** start **

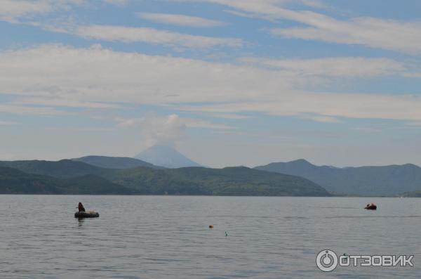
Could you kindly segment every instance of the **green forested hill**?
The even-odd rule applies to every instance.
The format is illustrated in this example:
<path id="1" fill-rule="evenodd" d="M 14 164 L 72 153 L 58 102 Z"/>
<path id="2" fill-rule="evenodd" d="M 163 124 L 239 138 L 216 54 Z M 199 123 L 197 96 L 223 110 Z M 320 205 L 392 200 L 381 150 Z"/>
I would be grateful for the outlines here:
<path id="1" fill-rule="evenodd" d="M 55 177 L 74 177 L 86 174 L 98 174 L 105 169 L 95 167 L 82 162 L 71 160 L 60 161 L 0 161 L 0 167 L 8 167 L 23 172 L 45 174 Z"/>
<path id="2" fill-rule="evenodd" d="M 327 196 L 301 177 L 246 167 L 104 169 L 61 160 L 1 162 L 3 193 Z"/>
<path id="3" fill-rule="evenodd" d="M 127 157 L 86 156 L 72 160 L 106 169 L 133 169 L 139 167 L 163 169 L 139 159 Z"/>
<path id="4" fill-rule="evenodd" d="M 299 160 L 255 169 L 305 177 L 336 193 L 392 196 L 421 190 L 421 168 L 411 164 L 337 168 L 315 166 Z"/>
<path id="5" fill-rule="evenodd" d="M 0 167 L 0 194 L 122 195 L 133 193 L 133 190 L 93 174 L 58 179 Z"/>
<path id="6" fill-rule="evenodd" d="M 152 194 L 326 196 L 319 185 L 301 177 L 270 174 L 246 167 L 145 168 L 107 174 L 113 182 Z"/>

** end **
** start **

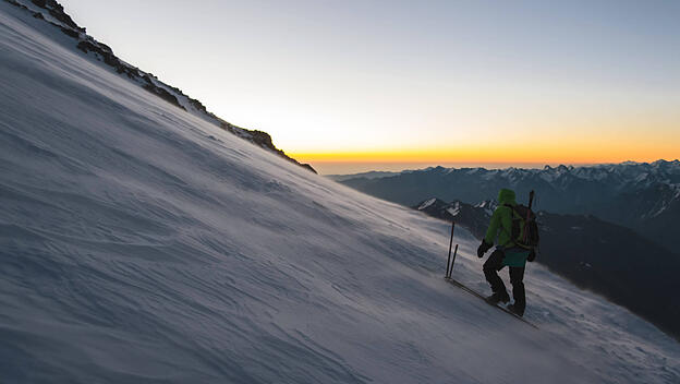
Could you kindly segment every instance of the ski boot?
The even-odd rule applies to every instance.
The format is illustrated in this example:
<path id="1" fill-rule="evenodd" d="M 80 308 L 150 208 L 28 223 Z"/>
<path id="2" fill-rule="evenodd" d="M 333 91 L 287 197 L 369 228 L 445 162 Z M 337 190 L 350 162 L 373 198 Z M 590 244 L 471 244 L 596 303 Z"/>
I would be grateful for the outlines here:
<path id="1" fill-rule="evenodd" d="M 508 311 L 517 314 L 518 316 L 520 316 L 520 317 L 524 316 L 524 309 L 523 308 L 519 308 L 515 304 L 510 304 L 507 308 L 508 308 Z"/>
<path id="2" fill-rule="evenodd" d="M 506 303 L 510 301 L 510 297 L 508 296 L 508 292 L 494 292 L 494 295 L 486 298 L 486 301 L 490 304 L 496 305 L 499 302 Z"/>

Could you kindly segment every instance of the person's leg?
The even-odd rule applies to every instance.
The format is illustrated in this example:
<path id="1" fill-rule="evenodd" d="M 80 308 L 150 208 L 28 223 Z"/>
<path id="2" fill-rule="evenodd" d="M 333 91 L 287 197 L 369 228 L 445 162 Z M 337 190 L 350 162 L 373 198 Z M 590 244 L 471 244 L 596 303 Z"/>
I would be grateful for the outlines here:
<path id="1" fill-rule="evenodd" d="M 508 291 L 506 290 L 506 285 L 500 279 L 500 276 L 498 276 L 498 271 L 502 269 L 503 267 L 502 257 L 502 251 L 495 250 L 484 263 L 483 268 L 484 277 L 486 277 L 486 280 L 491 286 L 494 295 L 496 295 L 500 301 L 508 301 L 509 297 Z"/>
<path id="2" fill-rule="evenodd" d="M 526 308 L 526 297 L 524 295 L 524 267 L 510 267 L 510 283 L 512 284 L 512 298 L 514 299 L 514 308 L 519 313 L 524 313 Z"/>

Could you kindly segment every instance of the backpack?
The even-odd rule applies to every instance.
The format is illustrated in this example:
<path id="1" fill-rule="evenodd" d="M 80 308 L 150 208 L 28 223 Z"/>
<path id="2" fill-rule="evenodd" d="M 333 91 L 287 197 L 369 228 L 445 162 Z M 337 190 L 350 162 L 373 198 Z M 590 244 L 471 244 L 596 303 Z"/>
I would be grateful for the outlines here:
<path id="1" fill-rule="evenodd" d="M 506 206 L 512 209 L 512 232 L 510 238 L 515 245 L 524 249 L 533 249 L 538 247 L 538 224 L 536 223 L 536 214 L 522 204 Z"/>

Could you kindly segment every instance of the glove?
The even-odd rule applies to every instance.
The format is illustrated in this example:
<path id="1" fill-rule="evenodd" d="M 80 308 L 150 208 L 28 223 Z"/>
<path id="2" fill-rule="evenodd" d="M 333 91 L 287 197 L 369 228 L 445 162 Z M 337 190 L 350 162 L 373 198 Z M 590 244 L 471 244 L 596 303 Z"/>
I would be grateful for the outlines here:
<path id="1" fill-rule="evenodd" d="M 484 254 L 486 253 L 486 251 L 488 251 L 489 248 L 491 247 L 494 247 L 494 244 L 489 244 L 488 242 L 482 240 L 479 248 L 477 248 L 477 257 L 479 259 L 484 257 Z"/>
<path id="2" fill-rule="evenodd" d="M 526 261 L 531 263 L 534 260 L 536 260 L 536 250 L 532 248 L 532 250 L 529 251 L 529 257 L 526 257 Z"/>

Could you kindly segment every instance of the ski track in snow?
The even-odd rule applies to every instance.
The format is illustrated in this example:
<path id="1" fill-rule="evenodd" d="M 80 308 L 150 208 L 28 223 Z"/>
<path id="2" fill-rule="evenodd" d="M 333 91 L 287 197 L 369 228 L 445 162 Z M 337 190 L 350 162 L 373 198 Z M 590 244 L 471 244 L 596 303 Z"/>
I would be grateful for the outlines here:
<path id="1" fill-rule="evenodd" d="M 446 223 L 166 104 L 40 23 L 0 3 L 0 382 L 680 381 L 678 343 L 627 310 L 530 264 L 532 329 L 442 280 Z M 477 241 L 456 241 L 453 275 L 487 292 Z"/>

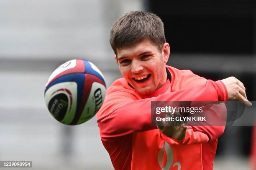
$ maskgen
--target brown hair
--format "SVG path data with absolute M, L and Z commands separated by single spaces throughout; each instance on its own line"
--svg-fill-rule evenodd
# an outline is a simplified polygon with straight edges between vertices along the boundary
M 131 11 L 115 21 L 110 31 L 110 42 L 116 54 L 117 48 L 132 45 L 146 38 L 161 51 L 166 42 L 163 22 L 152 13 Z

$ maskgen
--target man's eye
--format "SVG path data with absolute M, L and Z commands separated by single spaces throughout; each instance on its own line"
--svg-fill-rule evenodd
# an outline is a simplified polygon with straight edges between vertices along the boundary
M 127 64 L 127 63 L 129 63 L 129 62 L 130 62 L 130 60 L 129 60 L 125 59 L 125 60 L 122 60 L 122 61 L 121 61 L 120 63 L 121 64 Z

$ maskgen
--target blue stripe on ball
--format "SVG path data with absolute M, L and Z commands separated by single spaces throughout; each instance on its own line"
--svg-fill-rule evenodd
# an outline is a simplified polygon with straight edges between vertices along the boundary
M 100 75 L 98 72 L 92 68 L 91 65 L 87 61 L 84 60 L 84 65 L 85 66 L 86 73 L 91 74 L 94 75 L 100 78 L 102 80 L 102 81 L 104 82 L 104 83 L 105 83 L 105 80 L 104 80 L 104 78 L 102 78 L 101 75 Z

** end **
** start **

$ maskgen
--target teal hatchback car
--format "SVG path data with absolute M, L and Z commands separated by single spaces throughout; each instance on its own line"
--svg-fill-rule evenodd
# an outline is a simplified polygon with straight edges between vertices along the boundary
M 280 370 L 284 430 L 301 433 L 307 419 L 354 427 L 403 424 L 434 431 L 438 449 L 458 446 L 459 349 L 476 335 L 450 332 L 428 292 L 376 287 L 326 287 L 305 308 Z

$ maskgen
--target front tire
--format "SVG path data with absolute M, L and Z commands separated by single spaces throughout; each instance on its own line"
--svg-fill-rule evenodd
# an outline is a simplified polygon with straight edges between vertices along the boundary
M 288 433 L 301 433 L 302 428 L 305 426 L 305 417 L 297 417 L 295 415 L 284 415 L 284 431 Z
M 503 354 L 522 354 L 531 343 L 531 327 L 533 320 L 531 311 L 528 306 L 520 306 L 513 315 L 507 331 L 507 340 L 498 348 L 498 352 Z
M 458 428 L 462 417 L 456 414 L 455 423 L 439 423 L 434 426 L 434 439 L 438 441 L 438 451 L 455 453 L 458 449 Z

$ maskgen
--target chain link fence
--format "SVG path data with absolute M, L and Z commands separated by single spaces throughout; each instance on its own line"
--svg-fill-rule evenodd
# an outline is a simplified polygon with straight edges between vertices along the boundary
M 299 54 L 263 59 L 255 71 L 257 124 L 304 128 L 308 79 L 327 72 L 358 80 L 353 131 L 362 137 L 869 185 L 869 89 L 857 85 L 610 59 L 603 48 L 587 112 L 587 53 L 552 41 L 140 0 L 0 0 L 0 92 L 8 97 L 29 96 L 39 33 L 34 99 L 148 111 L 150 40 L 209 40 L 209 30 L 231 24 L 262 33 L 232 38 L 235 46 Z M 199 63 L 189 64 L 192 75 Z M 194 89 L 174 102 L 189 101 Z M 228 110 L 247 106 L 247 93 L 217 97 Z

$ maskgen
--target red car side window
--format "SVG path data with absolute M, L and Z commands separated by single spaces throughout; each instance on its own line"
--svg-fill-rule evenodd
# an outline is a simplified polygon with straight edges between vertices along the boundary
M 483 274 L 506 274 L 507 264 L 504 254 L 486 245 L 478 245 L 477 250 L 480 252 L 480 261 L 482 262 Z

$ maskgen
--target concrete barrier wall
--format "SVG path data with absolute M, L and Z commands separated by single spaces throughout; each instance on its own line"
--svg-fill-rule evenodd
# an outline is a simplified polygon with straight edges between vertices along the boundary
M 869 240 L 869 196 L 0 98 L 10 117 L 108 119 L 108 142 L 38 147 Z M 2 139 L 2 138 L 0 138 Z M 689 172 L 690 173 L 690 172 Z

** end **

▶ **Requirement**
Output as a JSON list of strings, one per line and skipping blank lines, everything from the line containing "Could you kindly segment every instance of the **green" down to the line containing "14 164 L 72".

▶ **Correct result**
[
  "Could you kindly segment every instance of the **green forested hill**?",
  "The even-odd rule applies to every instance.",
  "The format is illustrated in this example:",
  "<path id=\"1\" fill-rule=\"evenodd\" d=\"M 14 164 L 72 153 L 58 102 Z\"/>"
]